*Tarea asignada a*: Informa qué líneas de los registros de abajo contienen la palabra "building" y cópialas completas.

*Artículo*:
______
El tango y la salsa, quién lo creyera, están ligados de alguna manera. Más, en la estética del baile, y mucho más si nos referimos a la salsa que, desde hace muchos años, se baila en Cali, bastión indiscutible de los actuales estremecimientos rumberos, y ciudad en la que esa música afrocaribe se enaltece a través de escuelas que enseñan desde la niñez. Como en el tango. Y compruébelo usted al enterarse de que en Egipto, en medio de su música mística y las danzas que alaban al Islam, han florecido, juntas, escuelas de tango y salsa entre una juventud arrebatada por el juego de cadencias y el sonido agrupado de dos aires que se tocan por las punta

Pero vamos a la salsa, y que el baile alargado de brazos y besos al final de la pieza tanguera continúe gravitando en las salas elegantes de San Telmo, Almagro o La Boca. Y que los recuerdos aparezcan para mirar entre la bruma a los bailadores duros de Curramba –sin escuela y sin saber de Tango ni de Piazzola ni de Troilo– en sus recorridos por los estaderos de salsa, y mire usted al Negro Ray rindiendo honores a Barreto mediante su agitación de piernas, de aquí para allá, de allá para acá, con sus pantalones ceñidos y el pecho abierto; y a Willy salsita, profesionalizado en el baile después de que un teniente lo sorprendiera bailando en El Malecón una descarga de la Cuba Jam Session, con el uniforme de la policía empapado en sudor,

Era la década del setenta, cuando en Cali seguían dando pasos hacia el fortalecimiento de un baile que nació caótico, agrietado por el enredo de parejas que se movían sin ton ni son mediante vueltecitas repetidas y salticos de sapo que parecían destinados a deshonrar la música afrocubana. Acá, en cambio, solitario y serio, Michi Boogaloo paralizaba la galería con el baile de La Mazucamba del Gran Combo; Santana caía perfectamente en los vacíos del Mambo número cinco, de Pérez Prado, y todos ellos, y más, provocaban el aplauso después de resbalar el último compás de la versión vertiginosa del famoso Tobacco Road, del jazzista Low Rawls. O después de haber agotado la última cabriola de Hormiga en los pantalones.

De esa manera, en medio de un recorrido por El Boricua, El coreano, La Cien, Ipacaraí, Las Vegas, La Isla Antillana, La Troja, Bronx Casino o El Taboga, sitios en los que apreciaba uno aquellos movimientos circulares y giros extremos, lentos y rápidos, cargados de combinaciones de puntas de zapatos, con el agregado de desplazamientos acompasados que se adornaban siempre con deliberadas caídas mientras el estruendo del timbal se confundía con el sonido de la trompeta subiendo al cielo... ¿Qué se hizo todo aquello?
______
*Material entregado*:

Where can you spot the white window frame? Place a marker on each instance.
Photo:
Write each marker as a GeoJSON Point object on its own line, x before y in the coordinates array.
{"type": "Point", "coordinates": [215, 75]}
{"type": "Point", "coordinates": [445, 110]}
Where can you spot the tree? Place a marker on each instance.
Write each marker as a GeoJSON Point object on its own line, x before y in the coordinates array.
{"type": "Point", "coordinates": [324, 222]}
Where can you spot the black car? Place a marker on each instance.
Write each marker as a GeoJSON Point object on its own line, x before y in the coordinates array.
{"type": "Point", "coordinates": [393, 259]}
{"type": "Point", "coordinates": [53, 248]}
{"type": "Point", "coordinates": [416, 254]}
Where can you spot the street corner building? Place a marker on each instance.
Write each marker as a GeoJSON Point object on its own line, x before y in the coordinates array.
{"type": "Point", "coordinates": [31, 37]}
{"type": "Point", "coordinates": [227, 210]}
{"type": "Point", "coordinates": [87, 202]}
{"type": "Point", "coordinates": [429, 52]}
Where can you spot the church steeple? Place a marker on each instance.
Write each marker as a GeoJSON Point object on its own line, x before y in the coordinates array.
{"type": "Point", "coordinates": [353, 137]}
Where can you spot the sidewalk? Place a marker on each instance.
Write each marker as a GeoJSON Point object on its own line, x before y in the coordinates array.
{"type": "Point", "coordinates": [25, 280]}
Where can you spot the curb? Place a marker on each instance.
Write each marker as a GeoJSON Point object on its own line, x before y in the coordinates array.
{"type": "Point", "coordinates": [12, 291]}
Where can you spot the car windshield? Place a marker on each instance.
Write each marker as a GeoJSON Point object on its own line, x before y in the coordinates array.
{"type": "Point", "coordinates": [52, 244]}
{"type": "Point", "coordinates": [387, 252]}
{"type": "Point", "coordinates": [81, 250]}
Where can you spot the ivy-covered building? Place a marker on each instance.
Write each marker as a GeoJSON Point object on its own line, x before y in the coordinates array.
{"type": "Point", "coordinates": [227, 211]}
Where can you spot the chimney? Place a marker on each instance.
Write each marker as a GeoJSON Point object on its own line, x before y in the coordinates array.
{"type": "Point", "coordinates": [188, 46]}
______
*Tarea asignada b*: Sigue el artículo sobre la salsa en Cali a partir de su última frase.

*Respuesta del ejercicio a*:
Where can you spot the street corner building? Place a marker on each instance.
Where can you spot the ivy-covered building? Place a marker on each instance.

*Respuesta del ejercicio b*:
En Barranquilla, todo aquello fue un movimiento espontáneo, una especie de explosión que fue languideciendo con el paso de los lustros y con la entrada inatajable de otros aires musicales de regiones cercanas y países vecinos, y cuya fuerza fue socavando el ritmo musical antillano. El bailarín auténtico, endiablado, hecho de filigranas y tejidos en los pases, fue convirtiéndose en una especie en vía de extinción mientras en Cali se fortalecía el baile a través de aprendizajes en academias y eventos en los que destacaban los concursos entre niños, jóvenes y adultos.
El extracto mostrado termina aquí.